State only the number of lines in the entries below that contain the string "green".

Excerpted data »
>>>>

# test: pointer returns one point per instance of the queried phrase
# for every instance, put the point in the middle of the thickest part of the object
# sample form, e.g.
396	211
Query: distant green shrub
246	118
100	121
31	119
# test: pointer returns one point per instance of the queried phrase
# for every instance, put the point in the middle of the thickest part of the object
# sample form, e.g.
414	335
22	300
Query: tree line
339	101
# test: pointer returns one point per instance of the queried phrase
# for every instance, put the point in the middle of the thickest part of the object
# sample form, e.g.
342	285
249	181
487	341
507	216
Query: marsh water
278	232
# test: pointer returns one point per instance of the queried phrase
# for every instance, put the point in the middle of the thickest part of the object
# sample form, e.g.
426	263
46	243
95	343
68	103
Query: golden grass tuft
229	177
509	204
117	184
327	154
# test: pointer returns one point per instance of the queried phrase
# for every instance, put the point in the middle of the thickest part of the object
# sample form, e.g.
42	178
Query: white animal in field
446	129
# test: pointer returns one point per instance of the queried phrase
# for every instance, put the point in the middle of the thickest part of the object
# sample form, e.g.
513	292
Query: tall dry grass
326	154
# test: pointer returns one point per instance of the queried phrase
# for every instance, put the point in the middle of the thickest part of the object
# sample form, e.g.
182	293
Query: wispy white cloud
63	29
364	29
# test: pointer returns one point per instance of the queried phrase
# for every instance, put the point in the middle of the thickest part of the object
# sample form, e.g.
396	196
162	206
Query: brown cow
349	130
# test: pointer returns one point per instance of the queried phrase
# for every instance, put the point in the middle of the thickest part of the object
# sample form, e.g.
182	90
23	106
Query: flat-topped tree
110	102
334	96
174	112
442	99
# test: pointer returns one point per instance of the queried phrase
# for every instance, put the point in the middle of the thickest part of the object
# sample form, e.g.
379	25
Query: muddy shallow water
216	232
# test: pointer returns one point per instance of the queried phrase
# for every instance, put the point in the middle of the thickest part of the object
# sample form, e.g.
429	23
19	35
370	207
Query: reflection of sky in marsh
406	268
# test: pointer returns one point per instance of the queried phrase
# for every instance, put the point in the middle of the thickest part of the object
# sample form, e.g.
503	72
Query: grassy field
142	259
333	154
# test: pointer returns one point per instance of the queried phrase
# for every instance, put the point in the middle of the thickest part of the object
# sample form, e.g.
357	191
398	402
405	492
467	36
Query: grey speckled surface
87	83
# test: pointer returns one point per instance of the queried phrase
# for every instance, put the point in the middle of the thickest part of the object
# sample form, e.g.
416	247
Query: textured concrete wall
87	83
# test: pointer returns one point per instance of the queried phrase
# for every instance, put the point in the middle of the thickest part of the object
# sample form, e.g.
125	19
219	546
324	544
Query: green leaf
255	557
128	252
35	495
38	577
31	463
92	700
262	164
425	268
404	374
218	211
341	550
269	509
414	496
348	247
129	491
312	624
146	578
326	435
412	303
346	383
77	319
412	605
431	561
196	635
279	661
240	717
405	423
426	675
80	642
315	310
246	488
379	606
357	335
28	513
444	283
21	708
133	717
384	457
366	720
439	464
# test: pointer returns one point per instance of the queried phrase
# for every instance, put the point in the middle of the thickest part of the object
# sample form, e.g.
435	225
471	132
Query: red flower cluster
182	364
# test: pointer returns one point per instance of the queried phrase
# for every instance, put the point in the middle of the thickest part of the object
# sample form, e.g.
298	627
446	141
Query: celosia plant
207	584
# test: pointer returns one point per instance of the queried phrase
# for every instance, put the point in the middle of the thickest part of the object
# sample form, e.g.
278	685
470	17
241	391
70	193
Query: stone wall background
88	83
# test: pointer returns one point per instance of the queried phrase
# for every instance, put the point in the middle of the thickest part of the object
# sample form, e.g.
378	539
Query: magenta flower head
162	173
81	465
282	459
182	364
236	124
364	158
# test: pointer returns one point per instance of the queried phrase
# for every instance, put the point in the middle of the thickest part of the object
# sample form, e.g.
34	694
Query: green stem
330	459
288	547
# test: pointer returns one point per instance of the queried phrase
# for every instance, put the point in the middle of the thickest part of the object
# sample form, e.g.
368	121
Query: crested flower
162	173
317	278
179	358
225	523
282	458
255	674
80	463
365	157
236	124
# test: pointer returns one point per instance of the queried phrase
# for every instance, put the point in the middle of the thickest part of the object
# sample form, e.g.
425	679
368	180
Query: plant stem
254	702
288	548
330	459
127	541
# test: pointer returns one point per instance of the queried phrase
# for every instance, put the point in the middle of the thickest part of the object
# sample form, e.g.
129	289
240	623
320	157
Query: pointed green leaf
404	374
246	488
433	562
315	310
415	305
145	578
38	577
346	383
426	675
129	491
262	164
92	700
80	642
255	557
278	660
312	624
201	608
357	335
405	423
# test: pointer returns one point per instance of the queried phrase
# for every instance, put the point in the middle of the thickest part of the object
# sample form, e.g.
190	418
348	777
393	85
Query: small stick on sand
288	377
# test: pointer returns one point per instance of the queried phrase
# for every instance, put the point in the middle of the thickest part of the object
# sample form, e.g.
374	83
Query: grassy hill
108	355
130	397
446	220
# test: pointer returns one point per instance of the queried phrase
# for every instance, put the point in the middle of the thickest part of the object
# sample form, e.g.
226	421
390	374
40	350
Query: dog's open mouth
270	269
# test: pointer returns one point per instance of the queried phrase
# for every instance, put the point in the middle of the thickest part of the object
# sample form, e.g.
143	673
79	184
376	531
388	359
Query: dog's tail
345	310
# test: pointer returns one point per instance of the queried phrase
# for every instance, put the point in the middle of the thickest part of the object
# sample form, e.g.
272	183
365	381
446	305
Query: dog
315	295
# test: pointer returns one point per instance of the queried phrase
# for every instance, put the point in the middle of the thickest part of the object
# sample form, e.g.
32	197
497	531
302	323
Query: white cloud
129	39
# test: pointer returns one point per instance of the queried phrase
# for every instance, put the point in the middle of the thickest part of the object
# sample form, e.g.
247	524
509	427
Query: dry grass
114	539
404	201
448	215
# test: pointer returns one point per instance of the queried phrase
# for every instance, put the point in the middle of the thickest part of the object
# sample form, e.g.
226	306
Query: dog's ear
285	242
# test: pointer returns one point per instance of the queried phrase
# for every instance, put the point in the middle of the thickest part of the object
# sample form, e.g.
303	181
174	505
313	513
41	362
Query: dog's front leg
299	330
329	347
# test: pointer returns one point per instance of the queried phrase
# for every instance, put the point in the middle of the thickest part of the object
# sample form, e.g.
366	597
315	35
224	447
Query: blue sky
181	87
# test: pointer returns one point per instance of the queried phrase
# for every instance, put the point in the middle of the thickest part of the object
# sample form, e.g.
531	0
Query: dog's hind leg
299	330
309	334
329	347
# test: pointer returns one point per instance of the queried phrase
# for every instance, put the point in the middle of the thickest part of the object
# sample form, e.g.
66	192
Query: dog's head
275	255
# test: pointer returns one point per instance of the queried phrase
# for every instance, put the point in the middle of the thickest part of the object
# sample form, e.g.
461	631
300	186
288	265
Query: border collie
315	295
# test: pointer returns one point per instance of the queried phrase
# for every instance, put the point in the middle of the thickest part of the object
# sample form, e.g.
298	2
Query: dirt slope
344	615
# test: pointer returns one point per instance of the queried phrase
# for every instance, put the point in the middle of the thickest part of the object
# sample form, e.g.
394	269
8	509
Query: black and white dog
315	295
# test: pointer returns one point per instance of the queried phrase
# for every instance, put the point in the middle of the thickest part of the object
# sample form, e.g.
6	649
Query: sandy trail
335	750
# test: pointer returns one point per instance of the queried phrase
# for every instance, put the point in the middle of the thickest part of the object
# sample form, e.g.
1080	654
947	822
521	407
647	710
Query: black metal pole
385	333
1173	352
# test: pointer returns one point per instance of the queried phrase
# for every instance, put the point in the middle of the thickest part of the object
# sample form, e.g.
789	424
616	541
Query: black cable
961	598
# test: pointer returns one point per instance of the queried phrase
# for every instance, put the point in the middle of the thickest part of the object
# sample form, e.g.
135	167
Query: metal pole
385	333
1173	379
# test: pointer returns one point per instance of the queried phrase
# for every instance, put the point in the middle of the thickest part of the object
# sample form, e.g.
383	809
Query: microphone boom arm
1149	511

<<<<

The reply »
4